* [YOUR INSTRUCTIONS]
Retype each line of the material exactly, please, skipping any picture in it.

============

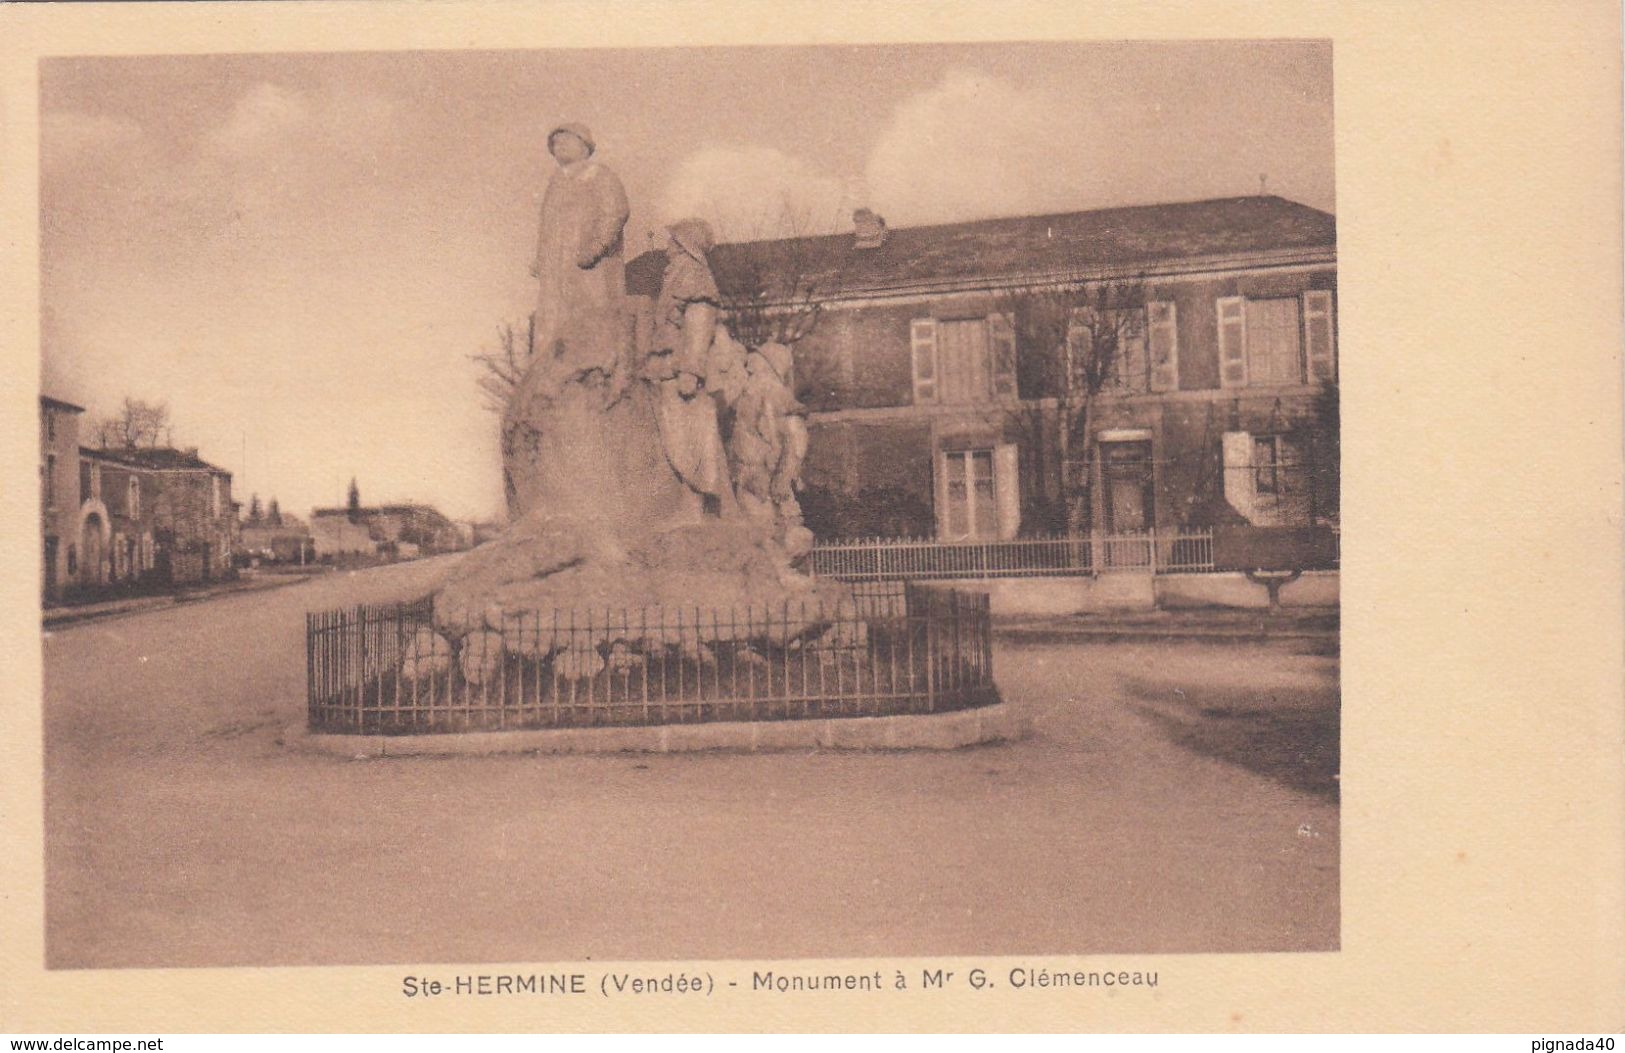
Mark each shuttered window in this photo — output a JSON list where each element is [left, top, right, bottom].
[[1303, 290, 1336, 381], [1217, 296, 1249, 388], [1219, 293, 1334, 388], [1148, 301, 1179, 391], [1113, 320, 1149, 393], [909, 318, 938, 404], [989, 314, 1018, 398], [940, 447, 1004, 540]]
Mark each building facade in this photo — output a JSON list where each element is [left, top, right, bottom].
[[40, 395, 86, 600], [705, 195, 1338, 543], [77, 445, 238, 588], [309, 503, 464, 558]]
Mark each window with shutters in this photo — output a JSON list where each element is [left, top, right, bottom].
[[935, 443, 1021, 540], [1147, 301, 1180, 391], [1064, 305, 1173, 395], [1224, 430, 1313, 526], [909, 316, 1017, 405], [909, 318, 937, 403], [942, 449, 995, 539], [1217, 291, 1335, 388], [1104, 309, 1149, 393]]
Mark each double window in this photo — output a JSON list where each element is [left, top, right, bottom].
[[936, 444, 1021, 540], [1217, 290, 1336, 388]]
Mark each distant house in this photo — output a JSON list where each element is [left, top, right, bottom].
[[77, 445, 239, 587], [309, 502, 465, 558], [307, 514, 376, 558], [40, 395, 86, 600], [652, 195, 1338, 545], [239, 512, 314, 564]]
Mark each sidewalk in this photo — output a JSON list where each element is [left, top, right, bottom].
[[42, 570, 325, 629], [995, 605, 1339, 644]]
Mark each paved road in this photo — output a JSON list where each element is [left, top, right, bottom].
[[43, 558, 1339, 968]]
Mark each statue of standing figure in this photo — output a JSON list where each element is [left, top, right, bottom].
[[524, 122, 632, 402], [647, 218, 745, 517], [729, 341, 812, 553]]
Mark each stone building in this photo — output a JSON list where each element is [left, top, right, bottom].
[[40, 395, 86, 600], [695, 195, 1339, 545], [77, 445, 238, 587], [309, 502, 464, 558]]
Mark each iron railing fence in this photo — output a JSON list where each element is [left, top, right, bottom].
[[807, 529, 1215, 582], [306, 582, 996, 736]]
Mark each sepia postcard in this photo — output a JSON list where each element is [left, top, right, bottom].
[[2, 0, 1621, 1035]]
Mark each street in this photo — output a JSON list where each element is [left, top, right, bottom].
[[43, 558, 1339, 968]]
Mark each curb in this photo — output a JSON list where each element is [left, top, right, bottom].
[[995, 625, 1338, 645], [284, 700, 1029, 758], [42, 573, 317, 630]]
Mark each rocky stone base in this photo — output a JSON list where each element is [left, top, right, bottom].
[[431, 513, 852, 648]]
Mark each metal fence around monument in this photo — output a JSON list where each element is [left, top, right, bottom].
[[305, 582, 996, 735]]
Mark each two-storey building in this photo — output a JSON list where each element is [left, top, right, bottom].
[[79, 445, 238, 586], [40, 395, 87, 600], [705, 195, 1338, 545]]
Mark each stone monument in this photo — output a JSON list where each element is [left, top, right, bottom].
[[433, 123, 845, 648]]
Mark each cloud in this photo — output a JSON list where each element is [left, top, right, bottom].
[[203, 82, 312, 158], [657, 145, 854, 239], [656, 70, 1112, 241], [864, 69, 1082, 227]]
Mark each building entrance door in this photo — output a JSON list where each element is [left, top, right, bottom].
[[80, 515, 106, 585], [1101, 440, 1155, 533]]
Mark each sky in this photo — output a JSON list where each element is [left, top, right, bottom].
[[40, 40, 1333, 522]]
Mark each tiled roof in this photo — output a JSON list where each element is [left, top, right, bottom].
[[312, 504, 449, 520], [81, 446, 228, 473], [685, 195, 1334, 300], [40, 394, 85, 413]]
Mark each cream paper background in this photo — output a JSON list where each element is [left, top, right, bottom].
[[2, 0, 1620, 1034]]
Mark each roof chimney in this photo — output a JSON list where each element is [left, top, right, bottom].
[[852, 208, 888, 250]]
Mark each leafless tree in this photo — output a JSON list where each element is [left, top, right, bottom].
[[468, 318, 532, 415], [993, 278, 1148, 533], [710, 198, 845, 352], [96, 397, 171, 449]]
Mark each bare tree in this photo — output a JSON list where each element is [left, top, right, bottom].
[[710, 199, 845, 354], [96, 397, 171, 449], [468, 319, 533, 415], [993, 278, 1148, 534]]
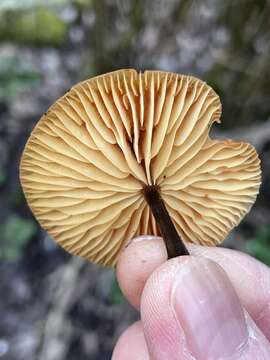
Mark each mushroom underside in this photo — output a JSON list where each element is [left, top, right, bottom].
[[20, 69, 261, 267]]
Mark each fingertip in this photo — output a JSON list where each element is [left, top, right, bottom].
[[112, 321, 149, 360], [116, 236, 167, 308]]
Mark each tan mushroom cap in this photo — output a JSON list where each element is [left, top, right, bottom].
[[20, 69, 261, 267]]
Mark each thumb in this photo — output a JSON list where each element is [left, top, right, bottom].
[[141, 256, 270, 360]]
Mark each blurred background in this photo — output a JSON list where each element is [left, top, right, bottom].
[[0, 0, 269, 359]]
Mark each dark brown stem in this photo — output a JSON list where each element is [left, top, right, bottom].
[[143, 185, 189, 258]]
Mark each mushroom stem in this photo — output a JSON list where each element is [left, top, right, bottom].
[[143, 185, 189, 258]]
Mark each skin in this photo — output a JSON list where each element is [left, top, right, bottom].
[[112, 236, 270, 360]]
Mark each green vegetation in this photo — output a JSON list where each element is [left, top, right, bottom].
[[109, 276, 124, 305], [247, 226, 270, 266], [0, 168, 7, 186], [0, 0, 70, 11], [0, 215, 37, 261], [0, 7, 68, 46], [9, 188, 26, 207], [0, 0, 91, 11], [0, 55, 41, 100]]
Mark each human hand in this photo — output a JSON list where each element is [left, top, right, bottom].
[[112, 236, 270, 359]]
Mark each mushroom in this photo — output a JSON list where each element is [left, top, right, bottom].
[[20, 69, 261, 267]]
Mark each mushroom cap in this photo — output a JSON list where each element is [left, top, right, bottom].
[[20, 69, 261, 267]]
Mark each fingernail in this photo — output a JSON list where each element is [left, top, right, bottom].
[[125, 235, 161, 248], [171, 257, 248, 360]]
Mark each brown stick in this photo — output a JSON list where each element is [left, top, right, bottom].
[[143, 185, 189, 258]]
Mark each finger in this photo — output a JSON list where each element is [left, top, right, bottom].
[[112, 321, 149, 360], [141, 256, 270, 360], [116, 237, 270, 339], [189, 243, 270, 340], [116, 236, 166, 309]]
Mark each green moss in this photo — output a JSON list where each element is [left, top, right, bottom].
[[0, 7, 68, 46]]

============

* [SOLUTION TO THIS EXERCISE]
Mark each shuttered window in this photo — output a JSON list where each element is [left, top, right, bottom].
[[1303, 290, 1336, 381], [1217, 296, 1249, 388], [1219, 293, 1334, 388], [1148, 301, 1179, 391], [1113, 320, 1149, 393], [909, 318, 938, 404], [989, 314, 1018, 398], [940, 447, 1004, 540]]
Mark each building facade in this photo — output a JSON list where each element is [left, top, right, bottom].
[[40, 395, 86, 600], [705, 195, 1338, 543], [77, 445, 238, 588], [309, 503, 464, 558]]
Mark each window with shutters in this photo — output a JSON list where each element is [left, top, right, bottom].
[[935, 443, 1021, 540], [1147, 301, 1180, 391], [1064, 305, 1173, 395], [1224, 430, 1313, 526], [909, 316, 1017, 405], [909, 318, 937, 403], [942, 449, 995, 539], [1217, 291, 1335, 388], [1104, 309, 1149, 393]]
Mark each double window in this photo — output a JSON list where each element is [left, top, right, bottom].
[[936, 444, 1021, 540], [1217, 290, 1336, 388]]
Mark each distant house in this photo — output a JSON list where each element is [left, top, right, bottom].
[[77, 445, 239, 587], [309, 502, 465, 558], [307, 514, 376, 558], [40, 395, 86, 600], [652, 195, 1338, 545], [239, 512, 314, 564]]
Mark each sidewalk in this photo — output a JSON list where each element is [left, top, right, bottom].
[[42, 570, 325, 629], [995, 605, 1339, 644]]
Mark each paved road in this photo — output a JSON list where each element is [left, top, right, bottom].
[[43, 558, 1339, 968]]
Mark each statue of standing figure in this photo — output a JSON list where each element is [left, top, right, bottom].
[[524, 122, 632, 402], [647, 218, 745, 517], [729, 341, 812, 553]]
Mark each stone building in this photo — output a JSON list where each element is [left, top, right, bottom].
[[40, 395, 86, 600], [695, 195, 1339, 545], [77, 445, 238, 587], [309, 502, 464, 558]]
Mark each iron railing fence in this photo — output a JSON list where each element is [left, top, right, bottom].
[[807, 529, 1215, 582], [306, 582, 996, 736]]
Mark each sepia postcard in this photo — output a JSON list where each element is [left, top, right, bottom].
[[2, 0, 1621, 1035]]
Mark each street in this photo — output a JSON list where each element is [left, top, right, bottom].
[[43, 558, 1339, 968]]
Mark each curb in this photo — output a JSON list where each element is [left, top, right, bottom].
[[995, 625, 1338, 645], [284, 700, 1029, 758], [42, 573, 317, 630]]
Mark each rocky stone base in this photo — output a JSON list where each element is [left, top, right, bottom].
[[431, 513, 852, 648]]
Mark each metal fence around monument in this photo — output a JSON list where each element is [left, top, right, bottom].
[[305, 582, 996, 735]]
Mark each two-storey building in this photo — output a JSON list where each element is [left, top, right, bottom].
[[79, 445, 238, 586], [40, 395, 87, 600], [705, 195, 1338, 545]]
Mark each stone monument in this photo — output a JSON list where each element is [left, top, right, bottom].
[[433, 123, 845, 648]]
Mark each cloud in this photo — output a JSON list where each element is [left, top, right, bottom].
[[203, 82, 312, 158], [657, 145, 854, 239], [656, 70, 1112, 241], [864, 69, 1082, 227]]
Mark each building entrance door in this photo — output a JSON list where each element is [left, top, right, bottom].
[[80, 515, 106, 585], [1101, 440, 1155, 533]]
Mark each sky in this photo — output a JSON list where each element is [left, top, right, bottom].
[[40, 40, 1333, 522]]
Mark each tiled roof in this photo — output a JSON list where each element is [left, top, right, bottom].
[[312, 504, 449, 520], [81, 446, 228, 473], [685, 195, 1334, 300], [40, 394, 85, 413]]
Mark each cream paper background in this photo — output a JSON list where each element is [left, top, right, bottom].
[[2, 0, 1620, 1034]]
Mark each roof chimney in this photo — output a JSON list where each element is [left, top, right, bottom].
[[852, 208, 888, 250]]
Mark each leafless tree in this photo — output a JSON list where each element is [left, top, right, bottom].
[[468, 318, 532, 415], [993, 278, 1148, 533], [710, 198, 845, 352], [96, 397, 171, 449]]
Mark each bare tree in this photo — output a JSON list where each element is [left, top, right, bottom].
[[710, 199, 845, 354], [96, 397, 171, 449], [468, 319, 533, 415], [993, 278, 1148, 534]]
Mark each mushroom underside in this photo — output a JSON list where each element is [left, top, right, bottom].
[[20, 69, 261, 267]]
Mark each fingertip in this photo — output a JSON list where each element is [left, top, right, bottom].
[[112, 321, 149, 360], [116, 236, 167, 308]]
Mark each tan mushroom cap in this photo — output a JSON list where each element is [left, top, right, bottom].
[[20, 69, 261, 267]]
Mark each thumb in this photo — output a JSON list where each element is [left, top, right, bottom].
[[141, 256, 270, 360]]
Mark each blurred background in this photo — output a JSON list where each element is [left, top, right, bottom].
[[0, 0, 269, 359]]
Mark each dark brown stem in this photo — output a JSON list where each element is [left, top, right, bottom].
[[143, 185, 189, 258]]
Mark each mushroom stem in this photo — output a JSON list where each element is [left, top, right, bottom].
[[143, 185, 189, 258]]
Mark each skin in this photo — output a JSON list where each element is [left, top, right, bottom].
[[112, 236, 270, 360]]
Mark each green vegetation in this photo — output a JSON list where each element is [left, top, right, bottom].
[[109, 276, 124, 305], [247, 226, 270, 266], [0, 168, 7, 186], [0, 0, 70, 11], [0, 215, 37, 261], [0, 7, 68, 46], [9, 188, 26, 207], [0, 0, 91, 11], [0, 55, 41, 100]]
Mark each human hand in this photo — output a JSON list where each element is [left, top, right, bottom].
[[112, 236, 270, 359]]
Mark each mushroom in this photo — output a JSON list where each element is [left, top, right, bottom].
[[20, 69, 261, 267]]
Mark each mushroom cap in this photo — output a JSON list where each element is [left, top, right, bottom].
[[20, 69, 261, 267]]
Mark each fingernail in this photo — output a JSON list where each element is [left, top, right, bottom].
[[125, 235, 161, 248], [171, 257, 248, 360]]
Mark each brown stick in this photo — output a JSON list where each element is [left, top, right, bottom].
[[143, 185, 189, 258]]
Mark each finger in this photo — output a JSON list where each element is [left, top, right, bottom].
[[112, 321, 149, 360], [141, 256, 270, 360], [116, 237, 270, 339], [189, 243, 270, 340], [116, 236, 166, 309]]
Mark each green moss in this photo — output a JSON list where each element is [left, top, right, bottom].
[[0, 7, 68, 46]]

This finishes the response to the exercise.